Short exercise -
Reproduce the lines starting at the one that contains "Note: mark the concrete" and ending at the one that contains "Note: mark the blue sky", including both of those lines. Leave the pictures out of your answer.

Records shown -
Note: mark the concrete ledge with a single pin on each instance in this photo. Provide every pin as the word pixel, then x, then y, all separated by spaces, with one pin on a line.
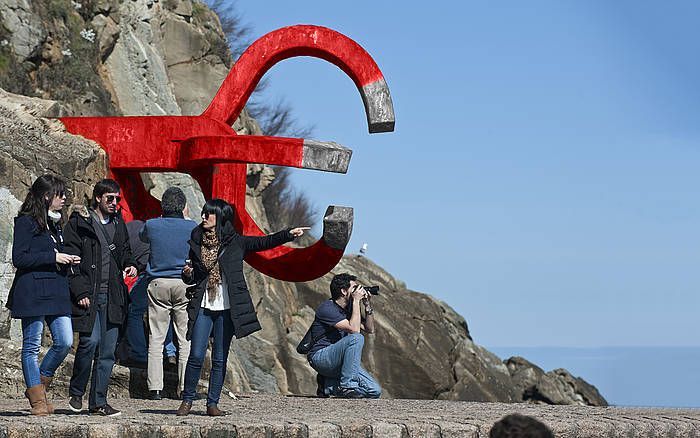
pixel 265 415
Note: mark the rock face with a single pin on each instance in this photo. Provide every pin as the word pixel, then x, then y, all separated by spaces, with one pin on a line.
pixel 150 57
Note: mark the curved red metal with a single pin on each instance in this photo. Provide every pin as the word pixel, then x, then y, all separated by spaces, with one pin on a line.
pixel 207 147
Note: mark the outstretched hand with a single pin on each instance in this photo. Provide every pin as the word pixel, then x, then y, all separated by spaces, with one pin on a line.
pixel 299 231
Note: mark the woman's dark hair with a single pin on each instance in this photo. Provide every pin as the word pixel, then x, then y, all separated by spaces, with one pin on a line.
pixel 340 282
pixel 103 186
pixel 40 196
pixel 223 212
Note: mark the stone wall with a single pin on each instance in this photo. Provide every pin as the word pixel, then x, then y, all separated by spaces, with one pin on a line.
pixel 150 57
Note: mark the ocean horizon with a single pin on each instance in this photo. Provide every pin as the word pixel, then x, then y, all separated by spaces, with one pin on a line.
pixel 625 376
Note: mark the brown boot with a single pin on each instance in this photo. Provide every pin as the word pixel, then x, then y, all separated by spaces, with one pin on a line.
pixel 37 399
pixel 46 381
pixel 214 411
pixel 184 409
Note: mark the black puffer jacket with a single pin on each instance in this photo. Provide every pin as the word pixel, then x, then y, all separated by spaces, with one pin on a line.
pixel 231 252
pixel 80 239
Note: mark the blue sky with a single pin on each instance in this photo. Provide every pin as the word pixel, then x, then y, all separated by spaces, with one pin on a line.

---

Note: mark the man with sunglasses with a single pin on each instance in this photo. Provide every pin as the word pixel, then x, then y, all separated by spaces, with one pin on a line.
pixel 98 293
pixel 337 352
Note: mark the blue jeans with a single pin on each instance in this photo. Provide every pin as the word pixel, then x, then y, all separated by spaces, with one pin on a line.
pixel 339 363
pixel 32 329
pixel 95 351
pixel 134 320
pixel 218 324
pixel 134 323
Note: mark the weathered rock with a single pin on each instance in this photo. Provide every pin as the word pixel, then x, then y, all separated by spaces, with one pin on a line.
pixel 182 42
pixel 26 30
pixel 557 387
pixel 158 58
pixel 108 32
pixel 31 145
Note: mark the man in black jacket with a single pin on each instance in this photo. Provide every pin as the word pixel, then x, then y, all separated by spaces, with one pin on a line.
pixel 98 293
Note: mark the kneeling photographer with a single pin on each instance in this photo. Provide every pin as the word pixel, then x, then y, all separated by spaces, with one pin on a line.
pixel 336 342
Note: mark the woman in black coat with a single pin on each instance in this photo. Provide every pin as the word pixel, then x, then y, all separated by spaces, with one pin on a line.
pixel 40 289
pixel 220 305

Result -
Note: mark the concrete ledge with a single pin on each instance in this photo. Provide every pin as the word pixel, then x, then y, all separated by spaces, with one pin on a line.
pixel 265 415
Note: mark the rock face with a single pin on each instance in this photo. Provide every pin as the word pixel, then x, then y, all separated by spaces, with one pin on a line.
pixel 150 57
Note: mark the curved red metal with a single pin on each instance in this photo. Provide every pin as the word pixel, then x, then y, all separated by spaces, with one pin on a line.
pixel 207 147
Note: mark the outstretched hand with a single pin on each instance in this photo. Provide every pin as the word pixel, then x, then y, all separated by spaces, with one pin on a line.
pixel 299 231
Note: mark the woman's dark hair with a single pin on each instance in this photo. Provide every pin as the word pixel, then x, then y, all separated by spaces, with one pin on a line.
pixel 340 282
pixel 103 186
pixel 40 196
pixel 223 212
Note: mark the stone wall with a single pin on each instance in this photo. Provide every pin as the word pixel, then x, then y, all separated by spaces, with one pin on a line.
pixel 150 57
Note: mark the ocean horizon with a single pin on each instance in this photo. Provide every pin as the word pixel, then x, then y, all separated by spaces, with one pin on a line.
pixel 625 376
Note: mark the brown boot with a single pin on each instance in this photo. Provide every pin as the word pixel, then x, then y, all separated by spaces, with one pin on a line.
pixel 37 399
pixel 46 381
pixel 214 411
pixel 184 409
Note: mark the black puffer jacket with a single pin on each instance in this photo. Provide every pin as the word pixel, then x, then y, all separated by spaces, with one pin on a line.
pixel 231 252
pixel 80 239
Note: mark the blue sky with a single pin on each instance in this photo. Provide every pin as the word pixel, then x, then y, all separated by spaces, with one pin on a line.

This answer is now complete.